──────── Excerpted records

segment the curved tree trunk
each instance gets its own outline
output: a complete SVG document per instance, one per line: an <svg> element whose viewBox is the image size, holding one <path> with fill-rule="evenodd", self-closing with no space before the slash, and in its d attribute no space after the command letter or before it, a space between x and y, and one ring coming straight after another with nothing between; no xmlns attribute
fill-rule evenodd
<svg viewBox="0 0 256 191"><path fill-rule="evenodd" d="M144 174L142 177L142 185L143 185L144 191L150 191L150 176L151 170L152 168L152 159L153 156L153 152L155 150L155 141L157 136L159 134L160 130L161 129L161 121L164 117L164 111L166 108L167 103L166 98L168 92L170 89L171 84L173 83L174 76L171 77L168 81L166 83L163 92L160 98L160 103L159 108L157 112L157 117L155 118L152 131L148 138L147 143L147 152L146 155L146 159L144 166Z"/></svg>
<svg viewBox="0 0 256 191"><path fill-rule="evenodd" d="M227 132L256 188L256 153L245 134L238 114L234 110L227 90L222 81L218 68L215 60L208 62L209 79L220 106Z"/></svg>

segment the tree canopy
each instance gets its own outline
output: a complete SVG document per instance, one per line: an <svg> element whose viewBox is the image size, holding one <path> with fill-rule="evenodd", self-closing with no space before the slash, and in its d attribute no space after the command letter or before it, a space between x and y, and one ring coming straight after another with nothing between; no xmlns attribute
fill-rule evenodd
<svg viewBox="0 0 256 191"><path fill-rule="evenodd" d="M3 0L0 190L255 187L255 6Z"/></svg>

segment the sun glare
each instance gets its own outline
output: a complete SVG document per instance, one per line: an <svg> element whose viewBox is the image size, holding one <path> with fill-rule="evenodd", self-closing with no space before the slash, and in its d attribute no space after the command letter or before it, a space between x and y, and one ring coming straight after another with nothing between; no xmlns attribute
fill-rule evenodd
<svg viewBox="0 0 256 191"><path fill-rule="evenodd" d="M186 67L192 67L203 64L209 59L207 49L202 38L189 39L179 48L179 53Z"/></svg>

────────────────

Give the lines from the start of the records through the line containing "132L256 188L256 153L245", inclusive, as a JSON list of strings with one string per line and blank lines left out.

▸ **Result for this task**:
[
  "segment the curved tree trunk",
  "each instance gets its own outline",
  "output: a complete SVG document per instance, one per line: an <svg> element whose viewBox is the image size, holding one <path> with fill-rule=\"evenodd\", self-closing with no space before the slash, and in its d attribute no space after the command letter or before it, a space between x and y, and one ring coming straight after another with nothing between; no xmlns attribute",
  "fill-rule evenodd",
  "<svg viewBox=\"0 0 256 191\"><path fill-rule=\"evenodd\" d=\"M144 174L142 177L142 185L143 185L144 191L150 191L150 176L151 170L152 168L152 159L153 156L153 152L155 150L155 141L157 136L159 134L160 130L161 129L161 121L164 117L164 111L166 108L167 103L166 98L168 92L170 89L171 84L173 83L174 76L171 77L168 81L166 83L163 92L160 98L160 103L159 108L157 112L157 117L155 118L152 131L148 138L147 143L147 152L146 155L146 159L144 166Z\"/></svg>",
  "<svg viewBox=\"0 0 256 191\"><path fill-rule=\"evenodd\" d=\"M227 132L256 188L256 153L245 134L238 114L234 110L227 90L222 81L218 68L215 60L208 62L209 79L220 106Z\"/></svg>"
]